───── Data excerpts ─────
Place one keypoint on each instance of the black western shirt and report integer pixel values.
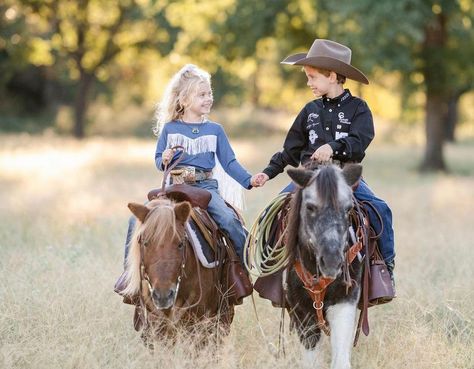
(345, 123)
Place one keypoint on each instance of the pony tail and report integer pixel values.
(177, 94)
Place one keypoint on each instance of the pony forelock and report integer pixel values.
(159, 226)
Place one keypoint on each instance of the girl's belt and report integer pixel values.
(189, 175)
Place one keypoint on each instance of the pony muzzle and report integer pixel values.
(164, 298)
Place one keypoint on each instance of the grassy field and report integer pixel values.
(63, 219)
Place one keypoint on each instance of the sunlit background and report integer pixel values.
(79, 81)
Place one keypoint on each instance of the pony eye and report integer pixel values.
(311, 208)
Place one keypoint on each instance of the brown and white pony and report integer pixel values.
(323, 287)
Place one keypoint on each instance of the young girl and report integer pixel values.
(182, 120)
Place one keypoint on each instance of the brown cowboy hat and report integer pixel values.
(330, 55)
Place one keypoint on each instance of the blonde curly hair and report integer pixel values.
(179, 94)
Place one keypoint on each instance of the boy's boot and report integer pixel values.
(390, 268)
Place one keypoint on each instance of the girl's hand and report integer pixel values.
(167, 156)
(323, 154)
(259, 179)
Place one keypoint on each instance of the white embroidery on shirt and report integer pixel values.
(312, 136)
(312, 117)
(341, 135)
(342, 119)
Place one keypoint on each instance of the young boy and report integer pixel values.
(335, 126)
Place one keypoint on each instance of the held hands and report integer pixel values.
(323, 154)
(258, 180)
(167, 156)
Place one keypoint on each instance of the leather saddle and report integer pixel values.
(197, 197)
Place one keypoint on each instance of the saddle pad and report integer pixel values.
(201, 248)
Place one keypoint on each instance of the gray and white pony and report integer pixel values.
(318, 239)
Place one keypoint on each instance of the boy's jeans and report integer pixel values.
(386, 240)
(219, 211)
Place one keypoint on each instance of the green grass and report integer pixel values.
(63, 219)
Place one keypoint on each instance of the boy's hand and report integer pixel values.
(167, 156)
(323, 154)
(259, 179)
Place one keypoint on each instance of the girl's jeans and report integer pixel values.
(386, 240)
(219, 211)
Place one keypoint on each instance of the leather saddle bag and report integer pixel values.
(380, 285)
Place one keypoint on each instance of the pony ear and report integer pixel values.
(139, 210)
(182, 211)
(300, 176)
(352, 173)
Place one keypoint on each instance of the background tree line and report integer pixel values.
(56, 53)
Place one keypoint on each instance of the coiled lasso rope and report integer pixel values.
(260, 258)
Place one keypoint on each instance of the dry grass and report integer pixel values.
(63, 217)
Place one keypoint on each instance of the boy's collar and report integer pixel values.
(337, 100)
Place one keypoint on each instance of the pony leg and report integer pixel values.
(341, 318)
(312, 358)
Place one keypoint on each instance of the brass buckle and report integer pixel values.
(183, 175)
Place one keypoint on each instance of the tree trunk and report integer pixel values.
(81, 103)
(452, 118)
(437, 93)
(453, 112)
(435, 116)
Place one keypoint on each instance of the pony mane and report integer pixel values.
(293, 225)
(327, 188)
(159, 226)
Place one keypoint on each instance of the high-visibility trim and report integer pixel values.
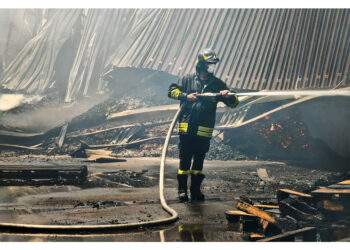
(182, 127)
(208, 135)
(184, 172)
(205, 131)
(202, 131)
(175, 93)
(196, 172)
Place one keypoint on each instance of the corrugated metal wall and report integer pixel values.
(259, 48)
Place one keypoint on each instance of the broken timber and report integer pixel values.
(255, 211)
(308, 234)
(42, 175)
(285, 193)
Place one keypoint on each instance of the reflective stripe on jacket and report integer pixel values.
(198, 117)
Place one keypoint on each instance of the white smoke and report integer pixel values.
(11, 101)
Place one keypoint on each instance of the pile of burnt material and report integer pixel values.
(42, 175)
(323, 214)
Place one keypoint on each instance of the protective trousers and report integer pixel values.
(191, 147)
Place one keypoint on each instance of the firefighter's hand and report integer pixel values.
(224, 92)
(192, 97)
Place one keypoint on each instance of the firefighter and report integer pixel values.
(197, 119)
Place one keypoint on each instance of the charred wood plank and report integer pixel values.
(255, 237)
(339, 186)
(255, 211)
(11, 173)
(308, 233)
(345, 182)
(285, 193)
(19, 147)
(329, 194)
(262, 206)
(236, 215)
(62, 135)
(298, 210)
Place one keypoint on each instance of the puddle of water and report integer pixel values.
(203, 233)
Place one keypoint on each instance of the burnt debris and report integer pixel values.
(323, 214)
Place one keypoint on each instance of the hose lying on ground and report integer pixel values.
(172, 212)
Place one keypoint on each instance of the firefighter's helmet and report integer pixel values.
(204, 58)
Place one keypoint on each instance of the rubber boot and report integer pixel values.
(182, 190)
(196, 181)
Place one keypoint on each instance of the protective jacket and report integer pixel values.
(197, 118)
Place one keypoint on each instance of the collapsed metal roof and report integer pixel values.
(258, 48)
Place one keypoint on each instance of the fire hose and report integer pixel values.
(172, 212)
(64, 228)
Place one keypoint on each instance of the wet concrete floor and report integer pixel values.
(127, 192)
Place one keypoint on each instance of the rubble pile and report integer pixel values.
─────
Substitute "whole-number pixel coordinates" for every "integer pixel values" in the data above and leave everything else unchanged. Leave the pictures out of your answer.

Place one keypoint on each instance of the black western shirt and report whole-number pixel coordinates.
(345, 123)
Place one keypoint on each instance of the pony tail and report whole-number pixel coordinates.
(177, 94)
Place one keypoint on each instance of the pony forelock and report whole-number pixel coordinates.
(159, 226)
Place one keypoint on each instance of the girl's belt and report whole-number pixel coordinates.
(189, 175)
Place one keypoint on each instance of the pony muzzle and report whole-number pixel coordinates.
(164, 298)
Place one keypoint on each instance of the grassy field and report whole-number pixel coordinates.
(63, 219)
Place one keypoint on each instance of the sunlit background and report whole-number pixel coordinates.
(79, 81)
Place one keypoint on each instance of the pony eye and report whole-number pixel coordinates.
(311, 208)
Place one keypoint on each instance of the brown and white pony and report whole-number pixel coordinates.
(323, 287)
Place one keypoint on each instance of the young girl and report whole-number pixel coordinates.
(182, 120)
Place one keypoint on each instance of the brown cowboy hat and report whole-number pixel coordinates.
(330, 55)
Place one keypoint on each instance of the blonde curly hair and report whole-number pixel coordinates.
(179, 94)
Place one keypoint on each instance of the boy's boot and report whole-number pixel coordinates.
(390, 268)
Place one keypoint on each instance of the girl's hand and report whole-number pixel coordinates.
(167, 156)
(323, 154)
(259, 179)
Place one keypoint on each instance of the white embroidery on shirt and report whole-number pixel coordinates.
(312, 136)
(312, 117)
(341, 135)
(342, 119)
Place one keypoint on each instance of the young boy and report whole-number pixel coordinates.
(335, 126)
Place one keypoint on each instance of the held hands and report whole-number pixel coordinates.
(323, 154)
(258, 180)
(167, 156)
Place one keypoint on each instance of the leather saddle and report whole-number pixel coordinates.
(197, 197)
Place one keypoint on each instance of the saddle pad and report whole-number pixel coordinates.
(201, 248)
Place one keypoint on each instance of the gray and white pony and report whole-number pixel coordinates.
(318, 239)
Place one keypoint on each instance of the boy's jeans and report whole-number pixel coordinates.
(386, 240)
(219, 211)
Place one keypoint on each instance of the green grass and report whole-number pixel coordinates.
(63, 219)
Place one keypoint on each instance of the boy's hand and report whole-number pixel coordinates.
(167, 156)
(323, 154)
(259, 179)
Place one keypoint on each instance of the girl's jeans and report whole-number pixel coordinates.
(386, 240)
(219, 211)
Place one keypoint on each instance of the leather saddle bag and report whole-number pixel coordinates.
(380, 285)
Place one keypoint on each instance of the pony ear and report whole-number pixel coordinates.
(139, 210)
(182, 211)
(300, 176)
(352, 173)
Place one keypoint on each instance of the background tree line and report whole-number pixel coordinates.
(56, 53)
Place one keypoint on each instance of the coiled lasso rope and report whole-number pixel coordinates.
(260, 258)
Place one keypoint on each instance of the dry grass and report whole-number pixel coordinates.
(63, 217)
Place one keypoint on each instance of the boy's collar and report whole-number pixel coordinates.
(337, 100)
Place one keypoint on each instance of the pony leg and report whole-number pixel coordinates.
(341, 318)
(312, 358)
Place one keypoint on each instance of the brass buckle and report whole-number pixel coordinates.
(183, 175)
Place one keypoint on each instance of the tree trunk and report whole-number pixel coordinates.
(81, 103)
(452, 118)
(437, 93)
(453, 112)
(435, 116)
Place one keypoint on each instance of the pony mane and report whole-number pixel coordinates.
(293, 225)
(327, 188)
(159, 226)
Place one keypoint on each instance of the high-visibility trim and report whole-number pixel coordinates.
(182, 127)
(208, 135)
(184, 172)
(205, 131)
(202, 131)
(175, 93)
(196, 172)
Place one keypoint on each instance of the corrugated metal wall and report whole-number pixel coordinates.
(259, 48)
Place one keypoint on each instance of the broken timber and report whole-number pixel coordinates.
(255, 211)
(308, 234)
(42, 175)
(285, 193)
Place one keypoint on each instance of the reflective stripe on jacket and report whole-number pixel coordinates.
(198, 117)
Place one keypoint on each instance of the white smoke and report whole-number pixel coordinates.
(11, 101)
Place one keypoint on each instance of the pile of burnt material and report whole-number pixel coordinates.
(42, 175)
(323, 214)
Place one keypoint on each instance of the protective trousers and report whole-number pixel coordinates.
(191, 147)
Place one keypoint on each instance of the firefighter's hand and report whole-number pixel coordinates.
(224, 92)
(192, 97)
Place one keypoint on each instance of the firefighter and report whole-number pixel coordinates.
(197, 119)
Place one keypoint on each instance of the charred wood plank and report whole-number pixel coordinates.
(255, 237)
(339, 186)
(255, 211)
(11, 173)
(308, 233)
(345, 182)
(285, 193)
(19, 147)
(329, 194)
(262, 206)
(236, 215)
(62, 135)
(298, 210)
Place one keypoint on each instance of the puddle of water and report whole-number pixel coordinates.
(203, 233)
Place one keypoint on each instance of the burnt debris and report whole-number pixel coordinates.
(323, 214)
Place one keypoint on each instance of the hose lying on ground and report whole-number pixel coordinates.
(172, 212)
Place one keypoint on each instance of the firefighter's helmet and report whole-number pixel coordinates.
(204, 58)
Place one keypoint on each instance of the rubber boot and report whole-number pixel coordinates.
(182, 190)
(196, 181)
Place one keypoint on each instance of the protective jacket and report whole-number pixel coordinates.
(197, 118)
Place one keypoint on each instance of the collapsed metal roof and report whole-number pixel coordinates.
(258, 48)
Place one keypoint on each instance of the fire hose and report whole-number pixel coordinates.
(172, 212)
(64, 228)
Place one keypoint on each instance of the wet concrete floor and report whole-number pixel coordinates.
(127, 192)
Place one keypoint on each instance of the rubble pile and report whole-number pixel coordinates.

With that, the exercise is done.